Turn all the entries below into a Markdown table with two columns, Row and Line. Give each line its own numbered row and leave out blank lines.

═════ Dataset records ═════

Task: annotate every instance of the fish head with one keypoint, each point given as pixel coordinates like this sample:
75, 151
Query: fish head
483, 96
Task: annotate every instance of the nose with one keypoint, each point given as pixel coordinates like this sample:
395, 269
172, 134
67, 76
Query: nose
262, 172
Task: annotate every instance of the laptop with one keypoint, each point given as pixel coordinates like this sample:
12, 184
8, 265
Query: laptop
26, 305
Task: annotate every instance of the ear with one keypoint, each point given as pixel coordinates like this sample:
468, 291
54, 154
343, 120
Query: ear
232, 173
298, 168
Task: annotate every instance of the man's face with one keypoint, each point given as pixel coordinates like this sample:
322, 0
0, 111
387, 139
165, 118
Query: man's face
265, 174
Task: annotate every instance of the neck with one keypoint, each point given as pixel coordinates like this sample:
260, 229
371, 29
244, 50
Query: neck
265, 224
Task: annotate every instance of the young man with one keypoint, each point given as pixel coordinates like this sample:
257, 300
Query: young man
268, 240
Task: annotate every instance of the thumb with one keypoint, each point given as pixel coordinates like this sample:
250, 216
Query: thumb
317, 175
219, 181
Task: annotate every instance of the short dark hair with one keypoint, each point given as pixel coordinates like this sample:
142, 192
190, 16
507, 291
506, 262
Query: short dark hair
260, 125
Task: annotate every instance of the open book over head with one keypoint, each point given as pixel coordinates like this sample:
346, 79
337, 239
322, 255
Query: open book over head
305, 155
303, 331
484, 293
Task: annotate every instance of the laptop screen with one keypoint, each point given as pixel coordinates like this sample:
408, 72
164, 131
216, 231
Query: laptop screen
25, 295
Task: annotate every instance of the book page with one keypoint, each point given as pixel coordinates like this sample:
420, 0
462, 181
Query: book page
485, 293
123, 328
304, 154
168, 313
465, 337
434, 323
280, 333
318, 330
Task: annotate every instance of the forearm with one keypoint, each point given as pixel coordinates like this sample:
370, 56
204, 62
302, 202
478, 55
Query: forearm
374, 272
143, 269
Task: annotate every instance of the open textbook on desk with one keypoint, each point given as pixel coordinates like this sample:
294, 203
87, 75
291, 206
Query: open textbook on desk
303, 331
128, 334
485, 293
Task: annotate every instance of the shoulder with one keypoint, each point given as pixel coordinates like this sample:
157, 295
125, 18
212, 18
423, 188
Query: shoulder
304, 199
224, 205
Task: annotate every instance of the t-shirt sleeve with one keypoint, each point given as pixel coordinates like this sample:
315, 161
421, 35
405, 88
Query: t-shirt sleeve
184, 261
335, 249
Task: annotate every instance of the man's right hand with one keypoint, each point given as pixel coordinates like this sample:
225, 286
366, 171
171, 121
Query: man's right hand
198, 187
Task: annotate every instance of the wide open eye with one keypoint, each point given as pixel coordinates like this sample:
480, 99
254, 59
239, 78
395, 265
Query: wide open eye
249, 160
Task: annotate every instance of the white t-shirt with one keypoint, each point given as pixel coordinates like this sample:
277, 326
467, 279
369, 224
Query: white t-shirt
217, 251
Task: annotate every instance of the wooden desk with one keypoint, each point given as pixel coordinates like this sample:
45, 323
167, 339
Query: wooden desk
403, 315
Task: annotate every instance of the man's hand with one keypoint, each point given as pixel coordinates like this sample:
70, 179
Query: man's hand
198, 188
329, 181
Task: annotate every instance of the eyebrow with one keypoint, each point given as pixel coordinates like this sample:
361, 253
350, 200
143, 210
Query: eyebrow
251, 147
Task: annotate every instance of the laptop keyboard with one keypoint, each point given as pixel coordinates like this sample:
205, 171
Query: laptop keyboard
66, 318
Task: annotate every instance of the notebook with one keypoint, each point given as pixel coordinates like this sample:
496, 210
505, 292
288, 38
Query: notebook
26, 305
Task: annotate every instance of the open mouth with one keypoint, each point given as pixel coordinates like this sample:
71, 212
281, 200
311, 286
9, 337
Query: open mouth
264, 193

═════

#### [Response to this exercise]
| Row | Line |
|---|---|
| 1 | Task: annotate every instance of the fish head with one keypoint, each point given as pixel coordinates like this sample: |
| 2 | 75, 151 |
| 3 | Query: fish head |
| 4 | 483, 96 |
| 5 | Task: annotate every instance of the nose with one keypoint, each point given as pixel coordinates like this sample: |
| 6 | 395, 269 |
| 7 | 172, 134 |
| 8 | 67, 76 |
| 9 | Query: nose |
| 10 | 262, 172 |
| 11 | Task: annotate every instance of the laptop with one keypoint, each point given as pixel coordinates like this sample: |
| 12 | 12, 184 |
| 13 | 8, 265 |
| 14 | Query: laptop |
| 15 | 26, 305 |
| 16 | Task: annotate every instance of the ear with one keypoint, each point given as pixel coordinates like this sample: |
| 17 | 468, 291 |
| 18 | 54, 154 |
| 19 | 343, 120 |
| 20 | Query: ear |
| 21 | 232, 173 |
| 22 | 298, 168 |
| 23 | Task: annotate every instance of the man's face with one keypoint, each point given as pixel coordinates like this sample: |
| 24 | 322, 0 |
| 25 | 0, 111 |
| 26 | 387, 139 |
| 27 | 165, 118 |
| 28 | Query: man's face |
| 29 | 265, 174 |
| 30 | Task: annotate every instance of the neck with one keypoint, each point given as pixel coordinates like this sample: |
| 31 | 260, 229 |
| 32 | 371, 29 |
| 33 | 244, 50 |
| 34 | Query: neck |
| 35 | 265, 224 |
| 36 | Task: annotate every instance of the young man with one keypoint, each point given as pixel coordinates like this sample: |
| 37 | 257, 300 |
| 38 | Query: young man |
| 39 | 268, 240 |
| 40 | Task: annotate every instance of the thumb with one keypoint, each point given as pixel coordinates like this sample: |
| 41 | 250, 216 |
| 42 | Query: thumb |
| 43 | 317, 175 |
| 44 | 219, 181 |
| 45 | Task: annotate every instance of the short dark hair with one keypoint, each point given as pixel coordinates like this sample: |
| 46 | 142, 192 |
| 47 | 190, 16 |
| 48 | 507, 291 |
| 49 | 506, 262 |
| 50 | Query: short dark hair |
| 51 | 260, 125 |
| 52 | Task: annotate every instance of the open book over head with one keypoint, each point given as pixel coordinates like this sample: |
| 53 | 346, 79 |
| 54 | 337, 239 |
| 55 | 322, 255 |
| 56 | Query: open book over head |
| 57 | 305, 155 |
| 58 | 303, 331 |
| 59 | 484, 293 |
| 60 | Task: annotate every instance of the laptop screen with one keypoint, each point given as pixel coordinates like this sample: |
| 61 | 408, 72 |
| 62 | 164, 131 |
| 63 | 216, 231 |
| 64 | Query: laptop screen |
| 65 | 25, 295 |
| 66 | Task: annotate every instance of the book page with one keypoint, each point given as pixel coordinates like this sample: |
| 67 | 420, 0 |
| 68 | 462, 181 |
| 69 | Query: book page |
| 70 | 485, 293 |
| 71 | 123, 328 |
| 72 | 304, 154 |
| 73 | 168, 313 |
| 74 | 465, 337 |
| 75 | 434, 323 |
| 76 | 280, 333 |
| 77 | 318, 330 |
| 78 | Task: annotate every instance of the forearm with one keypoint, each point given as pixel coordinates like this sample: |
| 79 | 370, 56 |
| 80 | 204, 62 |
| 81 | 302, 202 |
| 82 | 478, 55 |
| 83 | Query: forearm |
| 84 | 374, 272 |
| 85 | 143, 269 |
| 86 | Task: annotate every instance of the open textbook on desk with one keypoint, each point given as pixel coordinates like this sample: |
| 87 | 294, 203 |
| 88 | 87, 75 |
| 89 | 291, 206 |
| 90 | Query: open textbook on desk |
| 91 | 303, 331 |
| 92 | 128, 334 |
| 93 | 485, 293 |
| 94 | Task: annotate every instance of the shoulder with one keypoint, each point given as pixel coordinates like this sample: |
| 95 | 157, 295 |
| 96 | 125, 18 |
| 97 | 212, 18 |
| 98 | 423, 188 |
| 99 | Query: shoulder |
| 100 | 304, 199 |
| 101 | 224, 205 |
| 102 | Task: annotate every instance of the t-shirt sleeve with one keypoint, each point given as pixel coordinates like this sample: |
| 103 | 315, 161 |
| 104 | 421, 35 |
| 105 | 405, 88 |
| 106 | Query: t-shirt sleeve |
| 107 | 184, 261 |
| 108 | 335, 249 |
| 109 | Task: annotate every instance of the man's right hand with one keypoint, each point given as pixel coordinates like this sample: |
| 110 | 225, 286 |
| 111 | 366, 171 |
| 112 | 171, 121 |
| 113 | Query: man's right hand |
| 114 | 198, 187 |
| 115 | Task: annotate every instance of the wide open eye with one keypoint, each point given as pixel coordinates like this sample: |
| 116 | 480, 99 |
| 117 | 254, 59 |
| 118 | 239, 78 |
| 119 | 395, 265 |
| 120 | Query: wide open eye |
| 121 | 249, 160 |
| 122 | Task: annotate every instance of the white t-shirt with one keypoint, each point given as pixel coordinates like this sample: |
| 123 | 277, 326 |
| 124 | 467, 279 |
| 125 | 369, 224 |
| 126 | Query: white t-shirt |
| 127 | 217, 251 |
| 128 | Task: annotate every instance of the wooden desk with one keypoint, each point given as pixel coordinates like this sample: |
| 129 | 45, 323 |
| 130 | 167, 339 |
| 131 | Query: wooden desk |
| 132 | 403, 315 |
| 133 | Task: annotate every instance of the man's hand with one keypoint, each point given as pixel coordinates like this sample: |
| 134 | 70, 179 |
| 135 | Query: man's hand |
| 136 | 198, 188 |
| 137 | 329, 181 |
| 138 | Task: annotate every instance of the eyebrow with one keypoint, each point given as pixel coordinates like this sample: |
| 139 | 361, 253 |
| 140 | 350, 200 |
| 141 | 143, 210 |
| 142 | Query: eyebrow |
| 143 | 251, 147 |
| 144 | Task: annotate every instance of the laptop keyboard with one keypoint, each point given as pixel coordinates like this sample: |
| 145 | 205, 171 |
| 146 | Query: laptop keyboard |
| 147 | 66, 318 |
| 148 | Task: annotate every instance of the notebook with one keypoint, each point given as pixel coordinates like this sample: |
| 149 | 496, 210 |
| 150 | 505, 292 |
| 151 | 288, 38 |
| 152 | Query: notebook |
| 153 | 26, 305 |
| 154 | Task: annotate every instance of the open mouth with one keypoint, each point given as pixel coordinates like this sample: |
| 155 | 71, 212 |
| 156 | 281, 200 |
| 157 | 311, 286 |
| 158 | 9, 337 |
| 159 | Query: open mouth |
| 160 | 264, 193 |